**YOUR OBJECTIVE**
Identify the line that contains "Could you point to the footprint" in the material. Output it and every line after it, unchanged, through the end.

**EXERCISE MATERIAL**
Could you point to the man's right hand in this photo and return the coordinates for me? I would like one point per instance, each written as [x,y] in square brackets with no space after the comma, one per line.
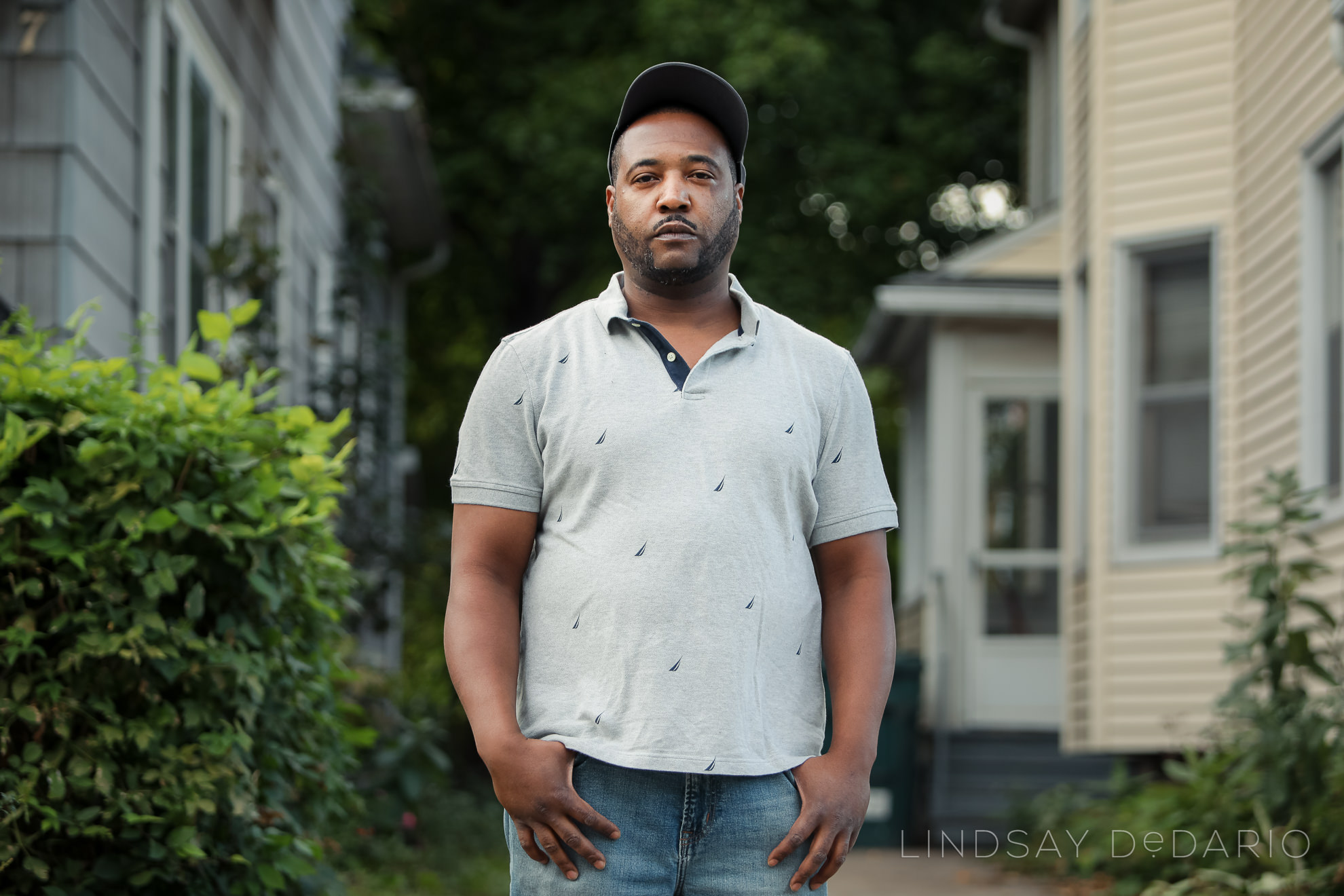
[534,781]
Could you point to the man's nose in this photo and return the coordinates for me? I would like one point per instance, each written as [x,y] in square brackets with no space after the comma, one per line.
[673,196]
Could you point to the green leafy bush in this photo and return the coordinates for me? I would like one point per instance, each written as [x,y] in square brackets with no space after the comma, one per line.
[1273,768]
[171,599]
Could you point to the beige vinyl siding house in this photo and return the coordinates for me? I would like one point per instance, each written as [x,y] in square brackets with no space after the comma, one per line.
[1159,140]
[1194,262]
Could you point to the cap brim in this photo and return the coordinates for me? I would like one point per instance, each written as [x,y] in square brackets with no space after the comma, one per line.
[682,83]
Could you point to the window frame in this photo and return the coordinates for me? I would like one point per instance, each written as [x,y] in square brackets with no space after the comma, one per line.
[1313,360]
[195,53]
[1130,257]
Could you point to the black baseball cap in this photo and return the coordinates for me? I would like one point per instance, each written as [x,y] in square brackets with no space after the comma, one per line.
[680,83]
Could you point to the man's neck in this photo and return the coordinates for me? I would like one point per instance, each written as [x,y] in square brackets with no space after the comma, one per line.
[705,305]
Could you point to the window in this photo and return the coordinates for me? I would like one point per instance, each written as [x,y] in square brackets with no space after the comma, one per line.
[1332,308]
[193,191]
[1020,516]
[1322,335]
[1168,422]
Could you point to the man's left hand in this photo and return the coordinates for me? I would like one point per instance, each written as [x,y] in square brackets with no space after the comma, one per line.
[835,801]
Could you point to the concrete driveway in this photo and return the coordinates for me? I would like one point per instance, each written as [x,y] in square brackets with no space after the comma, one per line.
[883,872]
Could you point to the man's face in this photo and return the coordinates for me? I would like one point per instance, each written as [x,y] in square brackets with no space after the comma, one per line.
[673,208]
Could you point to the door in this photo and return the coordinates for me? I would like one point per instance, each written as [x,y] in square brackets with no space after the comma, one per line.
[1012,658]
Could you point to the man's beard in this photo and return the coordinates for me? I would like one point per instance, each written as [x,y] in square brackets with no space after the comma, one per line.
[640,253]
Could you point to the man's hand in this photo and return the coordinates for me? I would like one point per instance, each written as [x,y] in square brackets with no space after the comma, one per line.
[835,801]
[534,781]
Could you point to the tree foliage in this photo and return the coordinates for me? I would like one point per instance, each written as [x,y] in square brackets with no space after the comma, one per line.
[170,610]
[869,105]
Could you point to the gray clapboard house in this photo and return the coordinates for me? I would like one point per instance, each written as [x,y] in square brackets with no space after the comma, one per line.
[136,133]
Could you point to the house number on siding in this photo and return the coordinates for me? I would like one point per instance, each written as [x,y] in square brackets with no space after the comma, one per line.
[34,19]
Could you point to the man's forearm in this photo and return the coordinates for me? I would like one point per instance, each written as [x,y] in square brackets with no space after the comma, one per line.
[858,641]
[480,642]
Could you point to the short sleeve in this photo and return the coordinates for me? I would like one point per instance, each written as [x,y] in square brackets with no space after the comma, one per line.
[499,461]
[851,488]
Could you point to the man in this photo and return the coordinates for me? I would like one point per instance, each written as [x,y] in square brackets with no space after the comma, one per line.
[670,512]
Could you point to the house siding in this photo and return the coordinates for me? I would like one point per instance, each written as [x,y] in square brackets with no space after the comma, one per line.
[1155,156]
[1289,90]
[71,159]
[1075,606]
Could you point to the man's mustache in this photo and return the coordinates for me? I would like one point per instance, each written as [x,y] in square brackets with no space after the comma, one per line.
[676,218]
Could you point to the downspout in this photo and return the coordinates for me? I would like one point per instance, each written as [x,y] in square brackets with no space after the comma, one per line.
[1005,33]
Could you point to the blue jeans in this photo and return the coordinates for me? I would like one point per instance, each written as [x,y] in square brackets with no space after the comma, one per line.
[680,836]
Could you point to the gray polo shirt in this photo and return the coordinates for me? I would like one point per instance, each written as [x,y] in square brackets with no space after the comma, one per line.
[671,614]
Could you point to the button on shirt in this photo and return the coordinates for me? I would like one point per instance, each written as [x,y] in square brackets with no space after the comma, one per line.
[670,612]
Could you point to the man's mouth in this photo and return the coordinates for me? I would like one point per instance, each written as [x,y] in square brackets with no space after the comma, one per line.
[673,231]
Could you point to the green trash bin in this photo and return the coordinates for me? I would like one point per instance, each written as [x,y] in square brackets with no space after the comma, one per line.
[894,771]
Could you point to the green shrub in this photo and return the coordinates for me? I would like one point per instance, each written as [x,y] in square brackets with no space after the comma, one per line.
[1275,762]
[171,599]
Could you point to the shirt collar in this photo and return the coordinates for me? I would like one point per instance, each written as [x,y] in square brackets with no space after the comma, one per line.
[612,305]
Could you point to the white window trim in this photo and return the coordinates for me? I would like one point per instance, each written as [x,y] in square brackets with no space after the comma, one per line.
[1311,352]
[195,49]
[1127,257]
[1075,432]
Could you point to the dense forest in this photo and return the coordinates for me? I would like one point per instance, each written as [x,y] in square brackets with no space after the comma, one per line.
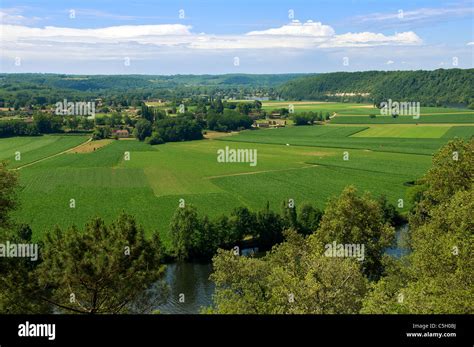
[430,88]
[25,90]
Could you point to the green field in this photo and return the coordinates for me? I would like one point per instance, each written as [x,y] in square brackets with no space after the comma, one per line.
[349,108]
[314,136]
[35,148]
[152,182]
[447,118]
[303,163]
[400,131]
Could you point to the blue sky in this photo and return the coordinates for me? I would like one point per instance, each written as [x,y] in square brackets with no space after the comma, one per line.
[208,36]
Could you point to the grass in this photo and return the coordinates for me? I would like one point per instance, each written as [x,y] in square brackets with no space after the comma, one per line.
[313,136]
[382,158]
[35,148]
[150,185]
[465,132]
[347,108]
[404,132]
[427,119]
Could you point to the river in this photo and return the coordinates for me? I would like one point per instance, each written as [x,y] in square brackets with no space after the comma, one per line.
[192,280]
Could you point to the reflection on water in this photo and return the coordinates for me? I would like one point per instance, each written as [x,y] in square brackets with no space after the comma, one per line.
[192,280]
[400,249]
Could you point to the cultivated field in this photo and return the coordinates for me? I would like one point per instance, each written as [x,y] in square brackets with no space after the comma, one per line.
[303,163]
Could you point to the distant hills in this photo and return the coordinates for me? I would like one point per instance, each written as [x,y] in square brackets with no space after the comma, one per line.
[452,86]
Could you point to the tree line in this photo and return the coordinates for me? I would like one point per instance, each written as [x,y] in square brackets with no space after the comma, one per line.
[116,268]
[431,88]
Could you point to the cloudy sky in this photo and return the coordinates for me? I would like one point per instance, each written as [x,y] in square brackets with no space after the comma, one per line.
[214,37]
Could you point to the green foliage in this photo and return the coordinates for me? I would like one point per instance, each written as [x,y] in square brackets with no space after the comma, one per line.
[154,139]
[103,269]
[143,129]
[178,129]
[353,219]
[229,121]
[293,278]
[428,87]
[436,277]
[8,194]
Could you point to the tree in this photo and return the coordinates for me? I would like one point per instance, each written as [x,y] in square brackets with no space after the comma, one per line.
[8,197]
[451,171]
[309,219]
[269,228]
[353,219]
[103,269]
[436,277]
[72,122]
[184,226]
[143,129]
[293,278]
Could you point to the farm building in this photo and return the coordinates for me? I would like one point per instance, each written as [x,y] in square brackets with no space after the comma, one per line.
[122,133]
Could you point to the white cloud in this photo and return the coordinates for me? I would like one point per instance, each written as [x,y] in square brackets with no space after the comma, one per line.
[294,35]
[368,39]
[420,15]
[149,42]
[296,28]
[13,16]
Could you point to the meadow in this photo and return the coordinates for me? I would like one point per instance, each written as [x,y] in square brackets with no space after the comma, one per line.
[353,109]
[304,163]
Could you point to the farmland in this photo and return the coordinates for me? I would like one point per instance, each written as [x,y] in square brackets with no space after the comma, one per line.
[304,163]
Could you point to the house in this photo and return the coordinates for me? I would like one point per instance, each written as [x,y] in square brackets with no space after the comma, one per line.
[264,124]
[122,133]
[277,123]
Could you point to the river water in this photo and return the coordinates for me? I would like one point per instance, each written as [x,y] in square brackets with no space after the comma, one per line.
[192,280]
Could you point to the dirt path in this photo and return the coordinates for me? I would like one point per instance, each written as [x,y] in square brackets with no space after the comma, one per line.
[53,155]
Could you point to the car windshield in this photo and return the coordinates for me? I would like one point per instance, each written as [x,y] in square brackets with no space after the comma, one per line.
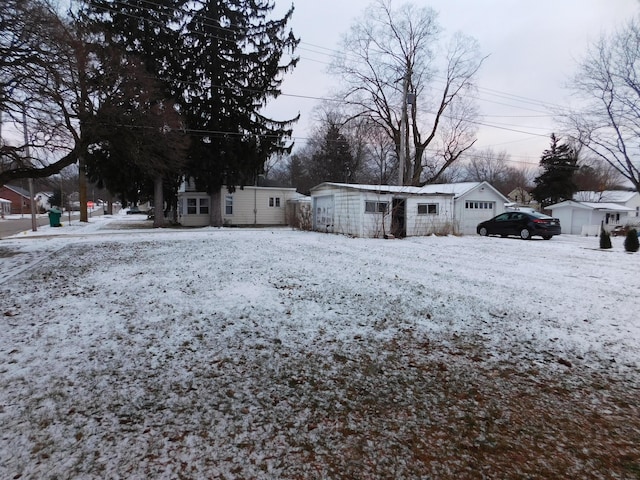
[539,215]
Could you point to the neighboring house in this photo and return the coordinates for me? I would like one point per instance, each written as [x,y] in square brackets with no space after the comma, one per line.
[521,196]
[5,207]
[246,206]
[19,198]
[382,210]
[42,201]
[589,210]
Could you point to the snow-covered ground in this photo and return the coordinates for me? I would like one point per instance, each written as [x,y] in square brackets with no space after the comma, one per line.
[135,353]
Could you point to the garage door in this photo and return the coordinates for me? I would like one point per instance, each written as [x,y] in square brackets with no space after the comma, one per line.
[578,220]
[475,212]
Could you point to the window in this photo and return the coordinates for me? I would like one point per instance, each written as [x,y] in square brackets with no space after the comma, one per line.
[228,205]
[479,205]
[375,207]
[197,206]
[192,206]
[274,201]
[427,209]
[204,206]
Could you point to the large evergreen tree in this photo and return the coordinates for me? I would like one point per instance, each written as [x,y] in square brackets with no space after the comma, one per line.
[233,63]
[139,144]
[555,183]
[333,161]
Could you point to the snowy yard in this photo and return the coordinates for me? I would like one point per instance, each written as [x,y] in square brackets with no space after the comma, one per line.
[277,354]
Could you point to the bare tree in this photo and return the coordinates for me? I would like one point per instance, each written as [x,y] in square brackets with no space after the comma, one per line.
[35,92]
[394,77]
[608,80]
[493,167]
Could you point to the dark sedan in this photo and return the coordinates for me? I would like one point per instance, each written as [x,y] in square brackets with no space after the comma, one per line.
[522,224]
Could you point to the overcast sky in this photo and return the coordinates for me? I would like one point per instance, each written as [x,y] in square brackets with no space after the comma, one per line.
[533,48]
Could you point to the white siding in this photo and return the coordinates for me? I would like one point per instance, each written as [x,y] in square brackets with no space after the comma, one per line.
[251,206]
[376,224]
[467,219]
[323,213]
[427,224]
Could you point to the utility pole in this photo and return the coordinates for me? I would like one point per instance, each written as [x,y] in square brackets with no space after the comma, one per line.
[34,223]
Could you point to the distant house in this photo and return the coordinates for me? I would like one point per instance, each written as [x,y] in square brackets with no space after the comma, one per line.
[19,197]
[521,196]
[589,210]
[383,210]
[246,206]
[5,207]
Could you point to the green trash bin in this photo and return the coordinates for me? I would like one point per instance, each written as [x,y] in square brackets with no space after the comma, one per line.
[54,217]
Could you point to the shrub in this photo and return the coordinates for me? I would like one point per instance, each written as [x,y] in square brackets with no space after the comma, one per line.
[605,239]
[631,242]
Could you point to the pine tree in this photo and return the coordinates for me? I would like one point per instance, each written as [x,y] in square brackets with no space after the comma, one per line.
[631,243]
[555,183]
[333,161]
[233,65]
[138,126]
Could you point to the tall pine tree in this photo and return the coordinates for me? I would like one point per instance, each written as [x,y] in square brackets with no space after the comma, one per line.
[333,161]
[233,65]
[140,144]
[555,183]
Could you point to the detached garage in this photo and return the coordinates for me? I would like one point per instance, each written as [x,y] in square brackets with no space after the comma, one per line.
[586,218]
[474,202]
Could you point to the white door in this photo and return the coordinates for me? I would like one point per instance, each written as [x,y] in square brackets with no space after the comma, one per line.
[323,213]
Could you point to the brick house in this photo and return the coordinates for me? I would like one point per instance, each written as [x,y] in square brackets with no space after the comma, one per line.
[19,198]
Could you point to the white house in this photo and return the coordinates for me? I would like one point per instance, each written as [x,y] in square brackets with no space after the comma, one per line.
[380,210]
[589,210]
[246,206]
[5,207]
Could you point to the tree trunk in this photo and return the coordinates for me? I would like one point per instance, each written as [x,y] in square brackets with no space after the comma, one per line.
[216,208]
[158,202]
[82,189]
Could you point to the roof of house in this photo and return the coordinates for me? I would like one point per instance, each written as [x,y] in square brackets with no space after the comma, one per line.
[451,189]
[602,206]
[612,196]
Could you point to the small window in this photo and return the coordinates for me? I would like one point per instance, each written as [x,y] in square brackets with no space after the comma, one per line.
[192,206]
[427,209]
[204,206]
[375,207]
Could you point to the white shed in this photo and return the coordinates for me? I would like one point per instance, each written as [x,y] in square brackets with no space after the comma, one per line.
[246,206]
[379,210]
[586,218]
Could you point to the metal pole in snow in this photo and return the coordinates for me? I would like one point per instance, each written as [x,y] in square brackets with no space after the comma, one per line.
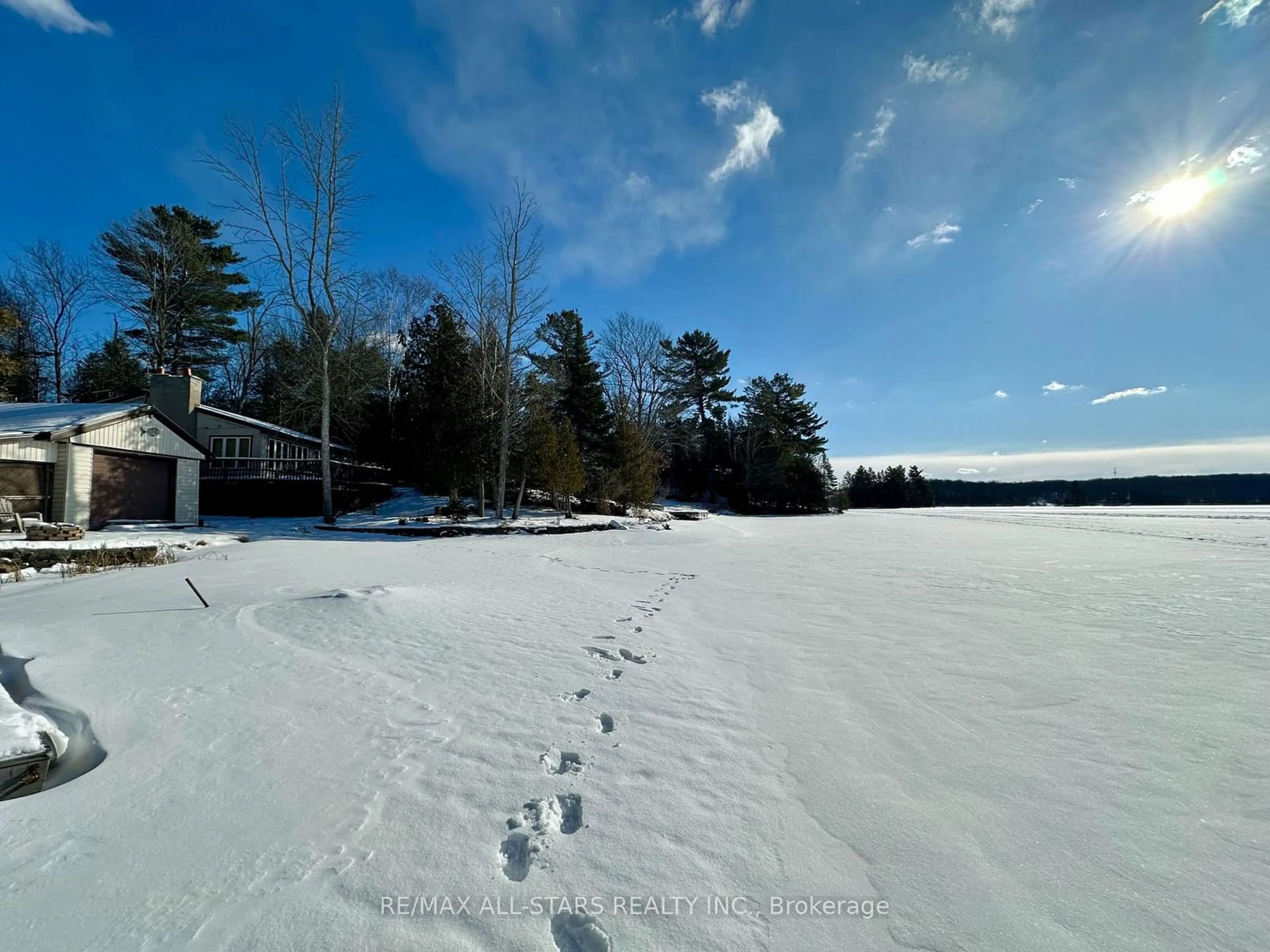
[197,593]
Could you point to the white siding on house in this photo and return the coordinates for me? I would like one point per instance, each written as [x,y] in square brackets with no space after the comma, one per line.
[30,451]
[133,436]
[187,492]
[73,484]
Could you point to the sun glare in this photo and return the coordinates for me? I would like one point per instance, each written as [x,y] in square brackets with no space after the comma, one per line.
[1179,197]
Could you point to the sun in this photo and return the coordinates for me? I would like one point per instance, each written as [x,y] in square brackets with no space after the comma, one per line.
[1179,197]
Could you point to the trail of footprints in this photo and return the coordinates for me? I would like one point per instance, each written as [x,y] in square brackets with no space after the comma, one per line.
[531,831]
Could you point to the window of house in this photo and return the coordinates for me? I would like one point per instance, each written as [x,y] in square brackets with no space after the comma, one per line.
[232,447]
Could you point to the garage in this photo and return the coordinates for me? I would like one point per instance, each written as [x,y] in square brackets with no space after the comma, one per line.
[27,485]
[127,487]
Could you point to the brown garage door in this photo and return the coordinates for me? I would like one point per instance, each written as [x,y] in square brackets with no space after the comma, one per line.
[131,488]
[26,485]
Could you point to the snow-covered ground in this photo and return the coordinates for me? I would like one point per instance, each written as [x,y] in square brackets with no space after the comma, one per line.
[1019,729]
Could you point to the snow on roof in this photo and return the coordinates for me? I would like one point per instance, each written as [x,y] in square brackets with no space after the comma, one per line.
[26,419]
[263,426]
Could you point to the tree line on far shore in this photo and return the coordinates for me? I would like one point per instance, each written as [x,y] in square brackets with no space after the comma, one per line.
[463,380]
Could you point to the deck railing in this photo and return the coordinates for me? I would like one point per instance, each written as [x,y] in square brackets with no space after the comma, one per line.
[300,470]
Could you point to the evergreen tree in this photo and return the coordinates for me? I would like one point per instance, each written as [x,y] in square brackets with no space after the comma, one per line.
[779,452]
[440,397]
[863,493]
[697,403]
[171,275]
[576,381]
[919,489]
[1075,496]
[108,374]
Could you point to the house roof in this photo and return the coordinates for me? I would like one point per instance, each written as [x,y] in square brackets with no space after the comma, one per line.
[60,422]
[270,427]
[32,419]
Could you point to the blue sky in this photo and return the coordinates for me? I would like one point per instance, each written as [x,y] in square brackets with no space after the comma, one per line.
[934,214]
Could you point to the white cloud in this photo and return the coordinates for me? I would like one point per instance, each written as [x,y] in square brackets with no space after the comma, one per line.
[1001,17]
[947,70]
[1244,455]
[714,15]
[58,15]
[940,235]
[727,99]
[620,181]
[1244,157]
[1131,393]
[1236,13]
[754,139]
[884,120]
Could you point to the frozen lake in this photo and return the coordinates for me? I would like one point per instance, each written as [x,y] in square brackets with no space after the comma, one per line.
[1020,729]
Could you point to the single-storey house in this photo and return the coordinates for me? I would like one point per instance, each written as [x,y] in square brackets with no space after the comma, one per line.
[89,464]
[167,457]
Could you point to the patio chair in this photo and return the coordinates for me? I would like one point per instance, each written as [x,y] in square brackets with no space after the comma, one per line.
[9,515]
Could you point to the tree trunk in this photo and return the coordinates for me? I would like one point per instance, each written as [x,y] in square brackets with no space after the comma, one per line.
[328,497]
[520,498]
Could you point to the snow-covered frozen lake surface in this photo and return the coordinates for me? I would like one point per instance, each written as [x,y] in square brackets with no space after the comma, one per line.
[1037,729]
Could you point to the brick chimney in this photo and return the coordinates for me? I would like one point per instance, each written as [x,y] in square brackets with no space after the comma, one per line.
[177,397]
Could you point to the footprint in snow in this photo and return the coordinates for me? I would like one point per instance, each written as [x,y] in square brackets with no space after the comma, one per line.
[561,762]
[574,932]
[517,851]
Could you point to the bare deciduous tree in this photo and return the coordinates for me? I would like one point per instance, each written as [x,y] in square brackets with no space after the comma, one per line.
[55,290]
[632,352]
[517,247]
[299,211]
[243,361]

**THE ANSWER**
Could you point to the footprint in snow in this photo and return the coordinates for me? I would like one point per instance, each written as [x,y] in square brackets with no space after the comma, one per line.
[561,762]
[574,932]
[517,851]
Could you point to the bare deciduous tree in this photo and return the coordinates for me? I would like one point per instance, each written as [x,y] in square brackets with no space after the comma, one per line.
[55,290]
[632,352]
[517,247]
[299,211]
[243,361]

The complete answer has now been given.